▸ Texto de origem
As recentes conclusões do estudo realizado pela Organização Mundial da Saúde dão conta daquilo que já observamos na prática clínica, e que torna imperativo refletirmos: o estado mental e psicológico dos adolescentes está mais debilitado, atribuindo-se muito desse estado à pandemia.
Há um acréscimo de diagnósticos de ansiedade e depressão nos adolescentes, e de sintomas como dificuldades em dormir, dificuldades ao nível da socialização (sentimento de pertença) e um maior sentimento de infelicidade. Esse sentimento é que o mais tem caracterizado a procura à consulta de psicologia. A determinado momento da vida, adulta, do individuo é normal questionar-se sobre a sua vida, sentimento de vazio e desejo de inexistência, no entanto, é catastrófico haver adolescentes com esse sentimento. O adulto poderá passar por esse momento como algo renovador, a oportunidade de mudança para uma existência com sentido, o adolescente não tem a vivência nem a maturidade para essa transformação: há só um “nada”. Atente-se: num e noutro caso é importante o apoio psicológico/psicoterapêutico.
Comparativamente com o estudo realizado em 2018, há também um maior sentimento dos jovens de menor apoio familiar e maior perceção de que estão sozinhos. Em 2020, quando confinamos, alguém me questionou “achas que os jovens vão desenvolver perturbações como ansiedade e ficar mal?” Respondi: “com muita probabilidade desenvolverão maiores níveis de ansiedade e de outras perturbações, no entanto, tudo terá a ver como está a ‘saúde mental e relacional’ dessa família, como é a relação com os pais, como esses pais estão ao nível da sua própria saúde psicológica e se relacionam no seio familiar”. A verdade, é que os dados apresentados sobre os adolescentes poderiam ser apresentados sobre os adultos: mais ansiedade, mais depressão, mais tendência ao isolamento, mais desconexão, muito mais ligação às redes sociais.
O adolescente é, muitas vezes, o reflexo do que se passa, ou MASCARA, no seio familiar, aquilo que é óbvio, e sobretudo, o que não é óbvio no seio familiar, a forma como cada um dos elementos vive a sua vida, como está psicologicamente e como se relacionam entre si. Por vezes, é o adolescente que revela problemas psicológicos ou psiquiátricos, mas o cesto total (família) está doente na sua forma de interação. Presos nas suas próprias angústias, estados depressivos mascarados – ou não -, frustrações de uma vida corrida ou vazia, ou simplesmente num deixa-andar acutilante para adolescentes que precisam ser olhados e sentidos.

▸ Tarefas a realizar
1. Responde a estas perguntas sobre o texto acerca da saúde mental dos adolescentes:
(a) Com o estudo de que ano se faz a comparação?
(b) Que sentimento é o que mais tem levado à procura da consulta de psicologia?
(c) Em que ano houve o confinamento referido?
2. Prossegue o texto sobre a saúde mental dos adolescentes a partir do ponto em que termina.
Estas linhas têm outra origem.

(Descrições de regiões em linguagem natural)
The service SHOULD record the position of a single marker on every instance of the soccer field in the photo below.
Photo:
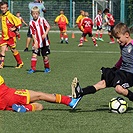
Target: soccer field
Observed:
(66, 61)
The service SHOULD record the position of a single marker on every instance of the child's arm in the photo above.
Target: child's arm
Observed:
(24, 22)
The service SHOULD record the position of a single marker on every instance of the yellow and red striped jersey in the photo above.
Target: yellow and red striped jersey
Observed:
(61, 20)
(78, 20)
(9, 21)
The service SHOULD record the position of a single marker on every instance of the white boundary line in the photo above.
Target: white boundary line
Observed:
(97, 52)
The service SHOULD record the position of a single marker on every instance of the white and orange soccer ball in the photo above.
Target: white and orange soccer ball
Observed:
(118, 105)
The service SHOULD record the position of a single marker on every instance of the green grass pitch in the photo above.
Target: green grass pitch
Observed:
(66, 61)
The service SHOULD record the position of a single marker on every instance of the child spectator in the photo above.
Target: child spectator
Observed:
(10, 24)
(39, 28)
(22, 21)
(110, 22)
(86, 26)
(62, 24)
(98, 20)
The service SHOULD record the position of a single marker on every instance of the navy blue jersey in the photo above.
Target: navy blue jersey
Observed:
(127, 57)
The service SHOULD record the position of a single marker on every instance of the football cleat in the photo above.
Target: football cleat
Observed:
(18, 108)
(26, 49)
(85, 40)
(61, 41)
(76, 89)
(66, 42)
(80, 45)
(47, 70)
(100, 39)
(96, 45)
(31, 71)
(74, 102)
(19, 65)
(112, 42)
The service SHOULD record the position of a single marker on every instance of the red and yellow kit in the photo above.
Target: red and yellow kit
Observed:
(62, 22)
(9, 21)
(78, 20)
(86, 25)
(10, 96)
(111, 20)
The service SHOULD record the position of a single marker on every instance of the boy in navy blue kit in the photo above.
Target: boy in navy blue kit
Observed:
(121, 75)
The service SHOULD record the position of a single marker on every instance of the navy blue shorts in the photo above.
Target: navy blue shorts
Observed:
(115, 77)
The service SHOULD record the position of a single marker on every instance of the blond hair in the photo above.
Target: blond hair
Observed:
(35, 9)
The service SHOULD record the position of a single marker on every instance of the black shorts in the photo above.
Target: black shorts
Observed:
(110, 28)
(116, 77)
(44, 51)
(89, 34)
(29, 33)
(99, 27)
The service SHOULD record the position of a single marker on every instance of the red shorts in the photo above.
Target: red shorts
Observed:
(62, 28)
(10, 96)
(10, 42)
(20, 97)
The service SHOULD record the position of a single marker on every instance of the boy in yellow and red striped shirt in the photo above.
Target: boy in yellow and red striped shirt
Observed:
(62, 22)
(10, 23)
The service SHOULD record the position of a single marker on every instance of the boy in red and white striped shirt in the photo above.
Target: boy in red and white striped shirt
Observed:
(98, 20)
(110, 22)
(39, 28)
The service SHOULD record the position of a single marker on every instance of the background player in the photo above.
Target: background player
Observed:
(22, 21)
(99, 20)
(110, 22)
(40, 5)
(86, 26)
(10, 24)
(62, 22)
(78, 21)
(39, 28)
(121, 76)
(23, 100)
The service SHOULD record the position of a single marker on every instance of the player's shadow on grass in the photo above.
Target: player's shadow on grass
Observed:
(36, 71)
(9, 66)
(69, 110)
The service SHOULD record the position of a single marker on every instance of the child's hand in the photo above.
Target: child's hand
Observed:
(43, 36)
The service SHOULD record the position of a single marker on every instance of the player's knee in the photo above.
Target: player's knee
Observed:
(39, 106)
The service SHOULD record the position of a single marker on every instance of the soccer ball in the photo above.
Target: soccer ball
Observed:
(118, 105)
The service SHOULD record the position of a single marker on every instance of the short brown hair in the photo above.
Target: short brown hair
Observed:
(120, 28)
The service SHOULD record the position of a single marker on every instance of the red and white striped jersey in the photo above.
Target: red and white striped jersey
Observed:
(111, 19)
(38, 28)
(87, 24)
(98, 19)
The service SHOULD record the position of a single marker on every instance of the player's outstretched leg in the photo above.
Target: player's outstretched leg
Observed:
(76, 89)
(74, 102)
(18, 108)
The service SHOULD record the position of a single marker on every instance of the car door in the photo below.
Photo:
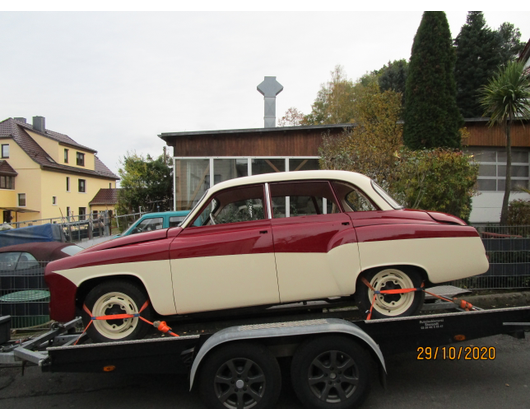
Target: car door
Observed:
(314, 242)
(228, 262)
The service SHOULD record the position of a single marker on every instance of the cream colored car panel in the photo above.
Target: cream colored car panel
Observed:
(305, 276)
(155, 275)
(220, 282)
(444, 259)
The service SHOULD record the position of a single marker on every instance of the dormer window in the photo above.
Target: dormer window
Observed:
(80, 159)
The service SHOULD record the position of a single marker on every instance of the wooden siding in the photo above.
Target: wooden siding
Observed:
(305, 141)
(277, 142)
(482, 135)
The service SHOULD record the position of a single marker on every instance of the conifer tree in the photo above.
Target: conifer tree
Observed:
(477, 58)
(431, 116)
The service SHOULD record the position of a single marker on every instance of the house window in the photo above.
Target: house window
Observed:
(7, 182)
(492, 169)
(80, 159)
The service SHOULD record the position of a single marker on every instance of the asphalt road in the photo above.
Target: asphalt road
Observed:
(500, 383)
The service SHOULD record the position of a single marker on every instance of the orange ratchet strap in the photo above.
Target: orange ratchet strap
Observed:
(159, 325)
(458, 302)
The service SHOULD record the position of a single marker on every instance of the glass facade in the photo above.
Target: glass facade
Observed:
(492, 169)
(193, 176)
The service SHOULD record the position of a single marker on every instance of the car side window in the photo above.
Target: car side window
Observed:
(291, 199)
(234, 205)
(352, 199)
(17, 261)
(149, 224)
(175, 220)
(26, 261)
(8, 260)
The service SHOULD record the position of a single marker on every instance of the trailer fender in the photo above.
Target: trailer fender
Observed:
(283, 329)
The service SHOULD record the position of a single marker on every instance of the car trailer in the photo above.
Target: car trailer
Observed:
(333, 353)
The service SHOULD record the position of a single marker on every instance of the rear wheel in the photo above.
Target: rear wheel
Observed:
(390, 305)
(116, 298)
(330, 372)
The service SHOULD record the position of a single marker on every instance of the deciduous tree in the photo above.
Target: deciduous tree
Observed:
(145, 183)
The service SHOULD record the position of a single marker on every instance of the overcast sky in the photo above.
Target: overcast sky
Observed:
(113, 81)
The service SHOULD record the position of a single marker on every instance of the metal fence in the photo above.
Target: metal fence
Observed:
(508, 250)
(23, 292)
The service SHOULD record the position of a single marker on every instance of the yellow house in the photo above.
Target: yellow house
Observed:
(45, 174)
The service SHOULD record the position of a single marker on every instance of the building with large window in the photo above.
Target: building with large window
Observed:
(45, 174)
(204, 158)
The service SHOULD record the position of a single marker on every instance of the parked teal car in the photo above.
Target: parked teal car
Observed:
(155, 221)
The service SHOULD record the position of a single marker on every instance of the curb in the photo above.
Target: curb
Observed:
(499, 300)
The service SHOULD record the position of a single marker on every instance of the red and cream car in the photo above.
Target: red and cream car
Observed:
(267, 240)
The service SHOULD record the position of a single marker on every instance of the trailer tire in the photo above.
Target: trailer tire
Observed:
(390, 306)
(240, 376)
(113, 298)
(330, 372)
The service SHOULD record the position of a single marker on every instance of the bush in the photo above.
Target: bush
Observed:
(436, 179)
(519, 213)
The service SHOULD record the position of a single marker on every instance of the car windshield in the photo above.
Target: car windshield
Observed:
(385, 196)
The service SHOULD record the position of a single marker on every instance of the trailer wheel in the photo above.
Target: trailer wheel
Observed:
(115, 298)
(390, 305)
(240, 376)
(330, 372)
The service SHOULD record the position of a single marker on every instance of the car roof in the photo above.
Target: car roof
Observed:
(352, 177)
(166, 213)
(42, 251)
(359, 180)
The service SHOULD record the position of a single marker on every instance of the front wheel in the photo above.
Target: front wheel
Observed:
(240, 376)
(116, 298)
(390, 305)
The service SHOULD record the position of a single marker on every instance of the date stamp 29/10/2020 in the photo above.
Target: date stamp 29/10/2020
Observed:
(456, 353)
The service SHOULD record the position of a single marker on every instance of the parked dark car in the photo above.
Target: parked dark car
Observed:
(22, 266)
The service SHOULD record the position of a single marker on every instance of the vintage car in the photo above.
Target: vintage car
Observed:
(267, 240)
(155, 221)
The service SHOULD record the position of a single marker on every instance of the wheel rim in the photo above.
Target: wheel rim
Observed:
(240, 383)
(333, 377)
(115, 304)
(395, 304)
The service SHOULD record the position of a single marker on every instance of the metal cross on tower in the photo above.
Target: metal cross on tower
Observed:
(269, 88)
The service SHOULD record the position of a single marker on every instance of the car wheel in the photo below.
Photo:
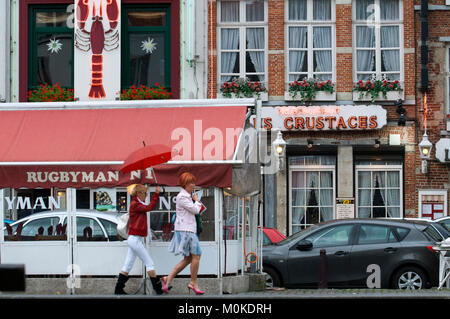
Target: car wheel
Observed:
(272, 278)
(411, 278)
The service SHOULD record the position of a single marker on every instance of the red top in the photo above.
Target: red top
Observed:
(138, 217)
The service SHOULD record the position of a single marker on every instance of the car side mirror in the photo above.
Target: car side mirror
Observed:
(304, 245)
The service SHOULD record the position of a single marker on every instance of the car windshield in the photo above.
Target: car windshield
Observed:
(442, 230)
(297, 235)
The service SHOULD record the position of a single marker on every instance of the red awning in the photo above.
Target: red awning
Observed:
(78, 138)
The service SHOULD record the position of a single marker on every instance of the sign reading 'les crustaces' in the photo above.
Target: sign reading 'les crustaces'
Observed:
(328, 117)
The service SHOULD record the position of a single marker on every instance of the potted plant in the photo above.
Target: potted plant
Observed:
(370, 90)
(242, 88)
(143, 92)
(311, 90)
(50, 93)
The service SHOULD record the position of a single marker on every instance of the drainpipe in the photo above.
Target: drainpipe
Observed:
(4, 52)
(14, 48)
(423, 45)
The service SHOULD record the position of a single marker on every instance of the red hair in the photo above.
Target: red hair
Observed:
(186, 178)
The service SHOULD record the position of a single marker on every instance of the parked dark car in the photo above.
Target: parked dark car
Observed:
(402, 250)
(444, 221)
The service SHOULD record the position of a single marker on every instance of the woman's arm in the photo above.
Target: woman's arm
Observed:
(188, 205)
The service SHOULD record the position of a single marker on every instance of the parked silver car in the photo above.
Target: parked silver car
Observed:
(92, 225)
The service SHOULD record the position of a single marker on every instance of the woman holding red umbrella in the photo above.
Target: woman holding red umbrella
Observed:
(138, 230)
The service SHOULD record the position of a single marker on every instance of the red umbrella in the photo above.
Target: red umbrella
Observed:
(145, 157)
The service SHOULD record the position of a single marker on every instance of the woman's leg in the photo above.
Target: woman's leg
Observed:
(123, 275)
(194, 270)
(178, 268)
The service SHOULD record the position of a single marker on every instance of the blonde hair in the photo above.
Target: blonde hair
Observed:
(186, 178)
(135, 188)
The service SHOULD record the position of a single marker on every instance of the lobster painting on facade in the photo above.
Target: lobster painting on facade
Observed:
(97, 32)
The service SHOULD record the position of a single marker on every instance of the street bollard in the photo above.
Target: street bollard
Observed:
(12, 277)
(323, 280)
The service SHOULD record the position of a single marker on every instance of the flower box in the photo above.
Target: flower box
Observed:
(243, 88)
(309, 90)
(377, 90)
(390, 96)
(263, 96)
(320, 96)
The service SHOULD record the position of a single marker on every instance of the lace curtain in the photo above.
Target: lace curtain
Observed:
(254, 39)
(389, 10)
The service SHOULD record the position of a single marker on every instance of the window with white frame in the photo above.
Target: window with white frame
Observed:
(242, 37)
(379, 189)
(310, 38)
(378, 39)
(312, 191)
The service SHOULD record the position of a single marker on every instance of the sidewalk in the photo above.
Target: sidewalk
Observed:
(281, 293)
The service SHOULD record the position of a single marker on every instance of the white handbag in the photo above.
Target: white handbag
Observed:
(122, 225)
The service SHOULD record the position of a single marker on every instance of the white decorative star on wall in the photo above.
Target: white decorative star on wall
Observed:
(148, 45)
(54, 46)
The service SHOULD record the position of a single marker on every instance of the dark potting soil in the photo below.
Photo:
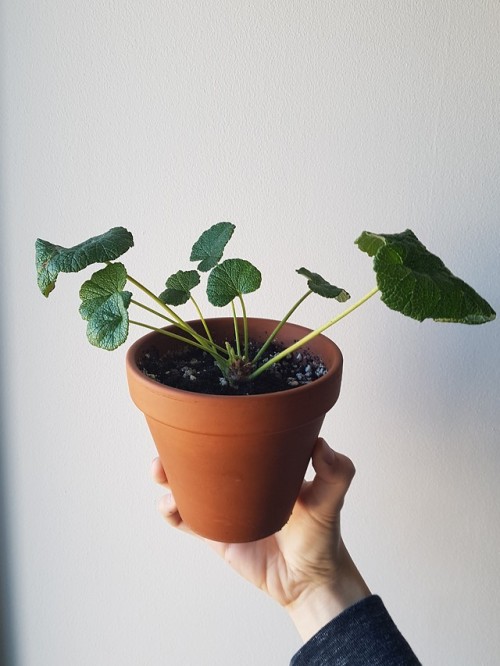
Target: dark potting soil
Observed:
(192, 369)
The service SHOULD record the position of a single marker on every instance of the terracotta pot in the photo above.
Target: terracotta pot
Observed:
(236, 463)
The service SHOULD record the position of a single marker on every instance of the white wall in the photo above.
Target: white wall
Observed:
(304, 123)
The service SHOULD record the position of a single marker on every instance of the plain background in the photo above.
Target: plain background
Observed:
(303, 123)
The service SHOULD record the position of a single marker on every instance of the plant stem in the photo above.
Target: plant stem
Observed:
(155, 312)
(245, 327)
(202, 319)
(280, 326)
(193, 343)
(311, 335)
(236, 332)
(178, 320)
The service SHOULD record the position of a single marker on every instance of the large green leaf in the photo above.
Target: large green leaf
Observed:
(232, 278)
(416, 282)
(104, 307)
(178, 287)
(320, 286)
(54, 259)
(209, 247)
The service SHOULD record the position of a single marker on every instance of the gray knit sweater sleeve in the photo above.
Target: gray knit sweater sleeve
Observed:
(363, 635)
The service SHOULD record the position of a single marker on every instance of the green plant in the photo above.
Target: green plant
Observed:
(409, 278)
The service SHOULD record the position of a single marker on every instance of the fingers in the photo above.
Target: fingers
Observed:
(158, 473)
(166, 505)
(334, 473)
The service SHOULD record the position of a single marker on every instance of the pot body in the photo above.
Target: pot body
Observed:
(236, 463)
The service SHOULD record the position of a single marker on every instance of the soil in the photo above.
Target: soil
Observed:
(192, 369)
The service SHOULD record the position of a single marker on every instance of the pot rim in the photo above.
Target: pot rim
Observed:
(181, 394)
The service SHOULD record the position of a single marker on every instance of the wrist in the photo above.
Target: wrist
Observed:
(318, 604)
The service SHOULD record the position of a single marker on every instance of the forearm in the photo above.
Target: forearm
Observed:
(318, 604)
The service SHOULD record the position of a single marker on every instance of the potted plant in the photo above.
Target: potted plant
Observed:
(235, 404)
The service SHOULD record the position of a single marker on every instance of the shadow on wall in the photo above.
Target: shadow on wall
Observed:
(7, 656)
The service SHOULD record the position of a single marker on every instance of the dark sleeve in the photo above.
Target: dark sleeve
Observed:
(363, 635)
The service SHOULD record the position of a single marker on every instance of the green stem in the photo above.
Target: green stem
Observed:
(310, 336)
(280, 326)
(245, 327)
(202, 319)
(178, 320)
(169, 334)
(236, 332)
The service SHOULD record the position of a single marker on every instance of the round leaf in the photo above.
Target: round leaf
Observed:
(320, 286)
(179, 287)
(230, 279)
(54, 259)
(209, 247)
(416, 282)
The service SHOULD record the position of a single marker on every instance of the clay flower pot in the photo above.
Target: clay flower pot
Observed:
(236, 463)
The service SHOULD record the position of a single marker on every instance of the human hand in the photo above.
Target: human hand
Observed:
(305, 566)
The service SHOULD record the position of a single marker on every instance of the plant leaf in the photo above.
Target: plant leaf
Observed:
(179, 286)
(232, 278)
(54, 259)
(209, 247)
(416, 282)
(320, 286)
(104, 307)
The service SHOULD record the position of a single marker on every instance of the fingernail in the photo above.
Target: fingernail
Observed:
(328, 454)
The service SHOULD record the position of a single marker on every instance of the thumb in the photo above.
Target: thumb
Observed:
(334, 473)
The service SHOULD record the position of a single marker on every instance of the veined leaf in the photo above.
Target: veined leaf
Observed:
(54, 259)
(232, 278)
(416, 282)
(104, 307)
(320, 286)
(209, 247)
(178, 287)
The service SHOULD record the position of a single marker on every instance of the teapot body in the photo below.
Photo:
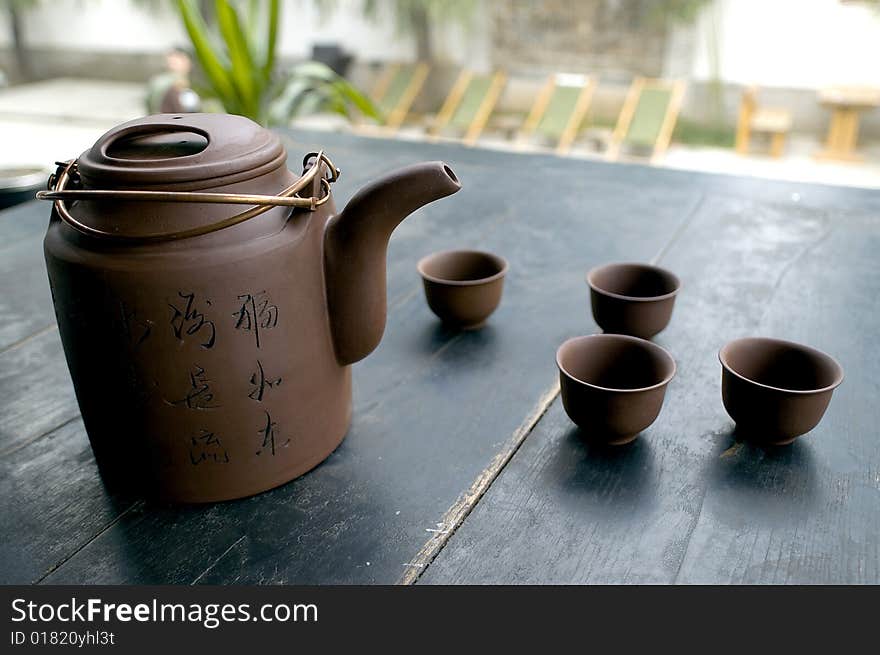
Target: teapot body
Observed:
(204, 369)
(209, 347)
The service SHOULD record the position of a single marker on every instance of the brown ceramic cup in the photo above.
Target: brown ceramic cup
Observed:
(613, 385)
(776, 390)
(634, 299)
(463, 287)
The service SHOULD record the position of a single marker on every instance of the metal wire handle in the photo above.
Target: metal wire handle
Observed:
(67, 173)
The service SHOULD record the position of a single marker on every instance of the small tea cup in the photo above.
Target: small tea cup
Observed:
(633, 299)
(613, 385)
(776, 390)
(463, 287)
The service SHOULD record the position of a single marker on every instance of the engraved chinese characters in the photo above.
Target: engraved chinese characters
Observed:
(209, 343)
(194, 319)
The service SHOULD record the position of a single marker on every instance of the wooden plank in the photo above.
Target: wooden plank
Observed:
(685, 502)
(25, 302)
(35, 388)
(433, 407)
(59, 503)
(23, 222)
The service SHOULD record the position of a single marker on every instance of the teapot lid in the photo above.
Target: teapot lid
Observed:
(194, 150)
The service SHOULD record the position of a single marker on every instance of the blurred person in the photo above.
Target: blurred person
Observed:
(170, 92)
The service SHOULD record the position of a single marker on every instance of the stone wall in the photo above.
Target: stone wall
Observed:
(617, 38)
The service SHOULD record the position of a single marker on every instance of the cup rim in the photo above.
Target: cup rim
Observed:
(620, 296)
(618, 337)
(815, 352)
(497, 259)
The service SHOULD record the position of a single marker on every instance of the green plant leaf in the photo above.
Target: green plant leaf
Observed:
(271, 39)
(209, 59)
(243, 69)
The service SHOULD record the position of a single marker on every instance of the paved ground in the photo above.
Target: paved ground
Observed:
(57, 119)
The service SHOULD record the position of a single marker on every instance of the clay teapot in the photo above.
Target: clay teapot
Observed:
(210, 347)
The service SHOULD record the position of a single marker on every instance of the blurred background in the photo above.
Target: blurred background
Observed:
(784, 89)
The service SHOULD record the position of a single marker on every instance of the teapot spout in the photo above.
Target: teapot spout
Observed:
(355, 247)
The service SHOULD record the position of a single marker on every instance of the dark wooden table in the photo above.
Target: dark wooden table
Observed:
(460, 465)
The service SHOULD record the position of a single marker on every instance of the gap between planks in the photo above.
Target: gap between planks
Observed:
(459, 511)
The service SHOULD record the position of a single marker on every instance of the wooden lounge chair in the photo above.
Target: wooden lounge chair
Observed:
(766, 120)
(648, 116)
(469, 105)
(396, 89)
(559, 109)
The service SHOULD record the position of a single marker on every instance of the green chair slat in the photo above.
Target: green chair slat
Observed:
(559, 110)
(399, 84)
(648, 116)
(470, 103)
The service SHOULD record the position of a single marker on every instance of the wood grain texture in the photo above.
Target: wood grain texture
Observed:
(687, 502)
(36, 392)
(433, 407)
(25, 302)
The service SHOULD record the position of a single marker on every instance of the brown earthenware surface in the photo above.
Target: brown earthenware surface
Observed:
(613, 385)
(463, 287)
(776, 390)
(215, 367)
(634, 299)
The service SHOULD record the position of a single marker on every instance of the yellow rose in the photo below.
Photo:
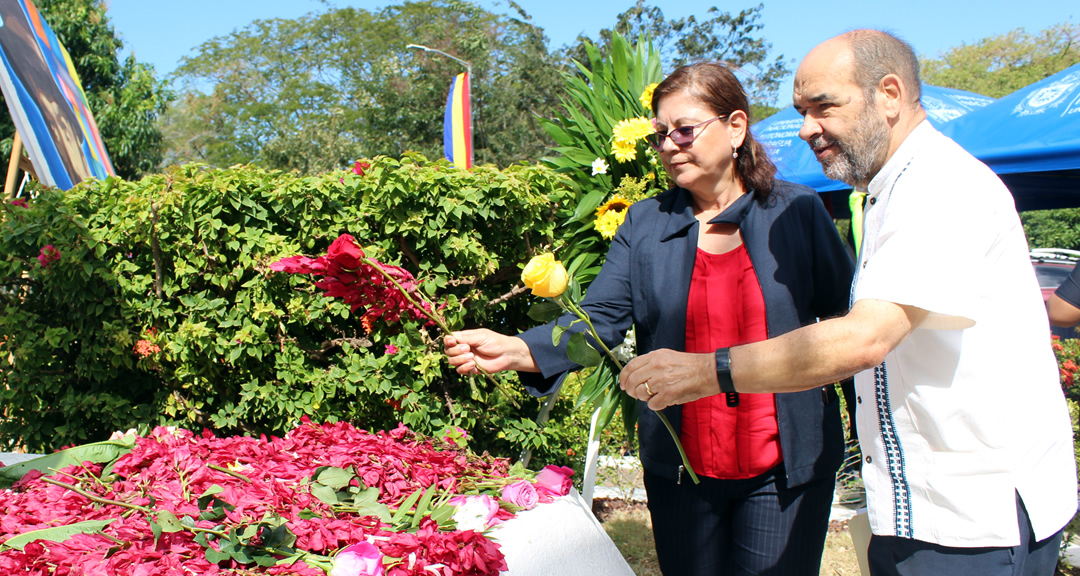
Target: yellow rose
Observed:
(545, 276)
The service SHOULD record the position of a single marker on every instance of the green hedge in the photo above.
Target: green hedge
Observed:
(181, 260)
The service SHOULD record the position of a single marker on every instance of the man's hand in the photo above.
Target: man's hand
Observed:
(666, 377)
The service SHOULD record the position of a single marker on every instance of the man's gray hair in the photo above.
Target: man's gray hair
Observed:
(877, 54)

▸ Respostas
1.
(a) Com o estudo de 2018.
(b) O sentimento de infelicidade.
(c) Em 2020.

2.
Quantas das famílias (pais) se sentam num final do dia para estarem na sala com os seus filhos? Quantos conversam realmente sobre os seus dias, mais do que questionamentos e pressões? Quantos tentam ver e perceber que “coisas” andam eles a ver, a acompanhar nas redes sociais e nas “Netflix desta vida”? Há um mundo incontrolável fora de cada casa: a internet. Não há como conseguir-se controlar todas as conversas, o mundo que se passa em cada adolescente com acesso à internet. Há mundos paralelos a acontecer em cada um, seria pedir o impossível que os pais conseguissem controlar isso. Mas é possível, pelo menos, ir estando atento, conversar, para que possam por algum tempo não estar presos ao consumo viciante às redes e aplicações. Manter regras em casa, sobretudo do não uso das tecnologias antes de ir dormir.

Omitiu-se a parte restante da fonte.